Testo da leggere ▸
Stampa e
riservatezza: è urgente modificare l'articolo 25
di Manlio Cammarata -
12.02.98
Ieri, 11 febbraio, il
Garante per la protezione dei dati personali e il
Ministro di grazia e giustizia, Flick, hanno partecipato
alla tavola rotonda sul tema "Diritto di cronaca e
tutela della persona", organizzata a Napoli dal
Consiglio nazionale dell'Ordine dei giornalisti. Oggetto
della discussione il codice
deontologico
previsto dall'articolo 25 della legge 675/96. Codice che
è stato presentato al Garante dopo una difficile
gestazione, e che il Garante ha respinto al mittente con
una serie di osservazioni di non poco rilievo.

Esercizio assegnato A ▸
In base al testo su stampa e riservatezza, spiega di quale codice si è discusso alla tavola rotonda di Napoli e che fine ha fatto quando è arrivato al Garante.
Esercizio assegnato B ▸
Secondo il testo su stampa e riservatezza, chi ha organizzato la tavola rotonda "Diritto di cronaca e tutela della persona"?

Materiale di origine

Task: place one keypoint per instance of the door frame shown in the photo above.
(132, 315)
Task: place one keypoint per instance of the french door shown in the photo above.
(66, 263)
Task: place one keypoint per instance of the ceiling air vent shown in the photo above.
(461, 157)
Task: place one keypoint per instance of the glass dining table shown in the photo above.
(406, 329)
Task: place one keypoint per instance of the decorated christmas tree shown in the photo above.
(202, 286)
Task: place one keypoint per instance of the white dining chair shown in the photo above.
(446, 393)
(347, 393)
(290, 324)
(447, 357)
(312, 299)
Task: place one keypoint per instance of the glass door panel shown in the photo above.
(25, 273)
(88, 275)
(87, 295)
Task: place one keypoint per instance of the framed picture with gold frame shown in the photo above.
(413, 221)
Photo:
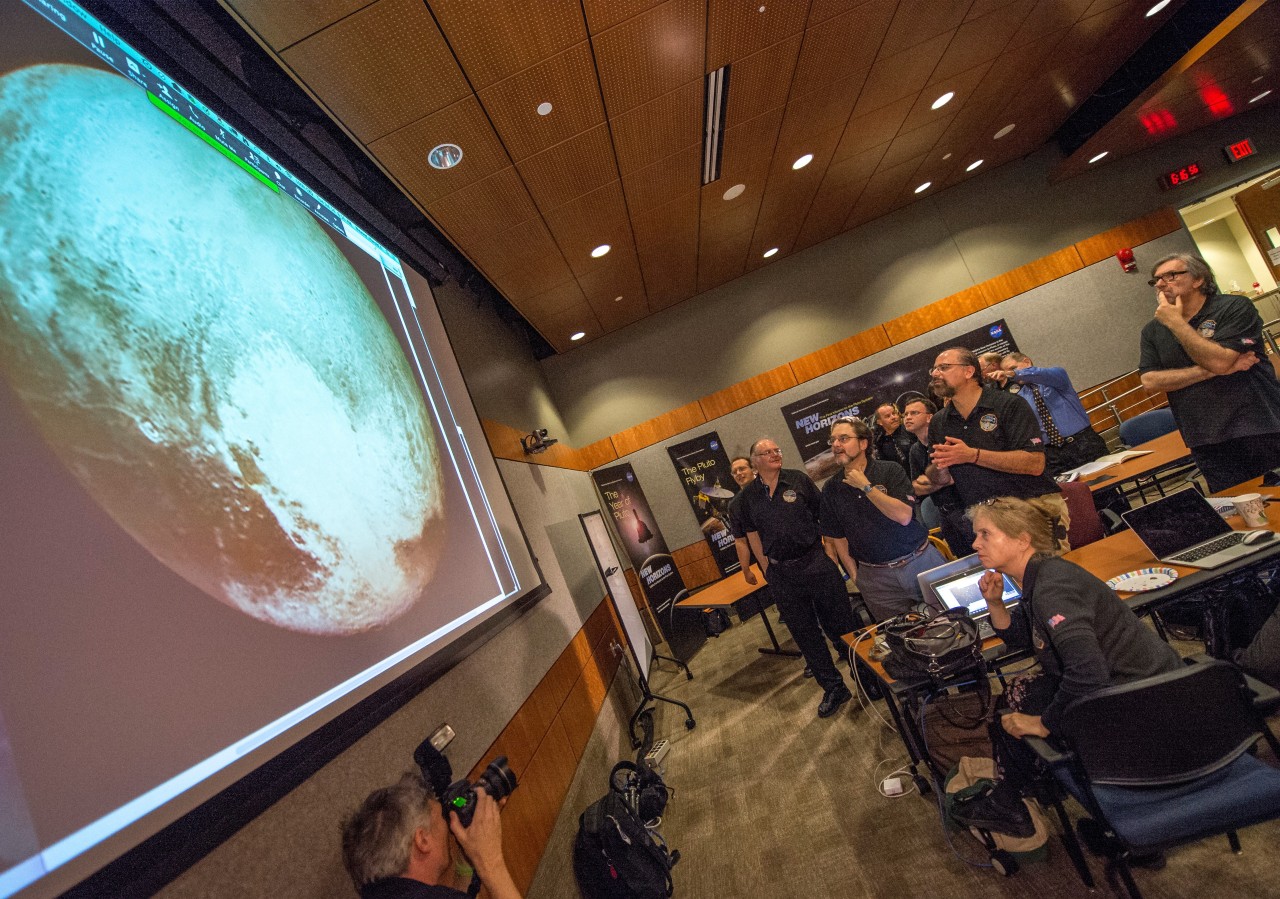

Risposta completa A ▸
Si è discusso del codice deontologico previsto dall'articolo 25 della legge 675/96. Il codice è stato presentato al Garante dopo una difficile gestazione. Il Garante lo ha respinto al mittente con una serie di osservazioni di non poco rilievo.

Risposta completa B ▸
L'ha organizzata il Consiglio nazionale dell'Ordine dei giornalisti, a Napoli.